— WRITTEN INSTRUCTION —
Copy these records line for line, with no changes.
─── INFORMATION PROVIDED ───
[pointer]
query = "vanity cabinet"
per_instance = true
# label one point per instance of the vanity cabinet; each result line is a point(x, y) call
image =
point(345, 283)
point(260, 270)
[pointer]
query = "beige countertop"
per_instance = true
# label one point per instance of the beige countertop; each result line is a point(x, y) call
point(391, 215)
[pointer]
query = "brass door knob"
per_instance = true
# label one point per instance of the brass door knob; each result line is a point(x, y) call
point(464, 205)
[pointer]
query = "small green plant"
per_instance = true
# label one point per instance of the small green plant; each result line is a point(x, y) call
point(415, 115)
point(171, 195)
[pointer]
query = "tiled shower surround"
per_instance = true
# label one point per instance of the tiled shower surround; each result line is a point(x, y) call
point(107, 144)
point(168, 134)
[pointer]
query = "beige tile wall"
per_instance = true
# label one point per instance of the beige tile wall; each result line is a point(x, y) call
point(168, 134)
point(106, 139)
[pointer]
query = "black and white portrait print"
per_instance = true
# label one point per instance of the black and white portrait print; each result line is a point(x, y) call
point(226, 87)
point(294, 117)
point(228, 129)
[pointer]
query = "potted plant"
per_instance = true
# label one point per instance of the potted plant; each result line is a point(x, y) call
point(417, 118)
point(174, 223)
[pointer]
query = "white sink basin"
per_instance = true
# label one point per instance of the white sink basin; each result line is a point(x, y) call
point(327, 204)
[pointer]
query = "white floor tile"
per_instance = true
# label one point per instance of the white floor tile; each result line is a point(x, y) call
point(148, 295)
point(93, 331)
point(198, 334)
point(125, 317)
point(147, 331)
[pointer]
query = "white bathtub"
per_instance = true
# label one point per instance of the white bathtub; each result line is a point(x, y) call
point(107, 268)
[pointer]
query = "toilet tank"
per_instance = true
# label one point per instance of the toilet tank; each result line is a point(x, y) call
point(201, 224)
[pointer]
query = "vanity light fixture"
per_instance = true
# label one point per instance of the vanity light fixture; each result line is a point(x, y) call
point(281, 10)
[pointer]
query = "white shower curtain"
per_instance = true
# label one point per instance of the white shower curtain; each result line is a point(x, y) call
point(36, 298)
───
— TASK RESULT —
[pointer]
query = "vanity cabinet"
per_instance = true
# label one point per instance of the vanity cabinet; each result line is a point(x, y) call
image =
point(345, 283)
point(260, 270)
[pointer]
query = "beige countertop"
per_instance = true
# label one point per instance of the beige countertop; each result line is a point(x, y) call
point(391, 215)
[pointer]
query = "brass door knob"
per_instance = true
# label one point per instance of the brass door knob; each result line is a point(x, y) call
point(464, 205)
[pointer]
query = "small green plant"
per_instance = true
# label one point per instance of the small green plant; each result line is a point(x, y) call
point(415, 115)
point(171, 195)
[pointer]
query = "tiled shower surround"
per_instance = true
# label one point per instance of the tiled shower surround; each result line is a point(x, y) call
point(107, 144)
point(168, 134)
[pointer]
query = "beige tile wall"
per_instance = true
# label one point per instance of the beige tile wall; each result line is a point(x, y) call
point(168, 134)
point(106, 139)
[pointer]
query = "black and white portrait print"
per_instance = true
# label one point per instance of the black and white portrait print; each result line is a point(x, y) call
point(226, 87)
point(294, 117)
point(228, 129)
[pointer]
query = "potted plant"
per_instance = true
# label one point per instance of the potted plant; each result line is a point(x, y) call
point(417, 118)
point(174, 223)
[pointer]
query = "white sink basin"
per_instance = true
# label one point per instance of the white sink basin; each result line is a point(x, y) call
point(327, 204)
[pointer]
query = "white floor tile"
per_instance = true
# label one point per instance of the white floor tile; each result line is a point(x, y) call
point(148, 295)
point(93, 331)
point(198, 334)
point(125, 317)
point(147, 331)
[pointer]
query = "white bathtub"
per_instance = true
# label one point per instance of the white bathtub; each result line is a point(x, y) call
point(107, 268)
[pointer]
query = "toilet tank"
per_instance = true
# label one point per instance of the toilet tank; each result line is a point(x, y) call
point(201, 224)
[pointer]
query = "vanity light fixture"
per_instance = true
# label one point per instance of the vanity light fixture; each result line is a point(x, y) call
point(281, 10)
[pointer]
query = "white shower curtain"
per_instance = true
# label one point per instance of the white shower curtain; each result line is a point(x, y) call
point(36, 298)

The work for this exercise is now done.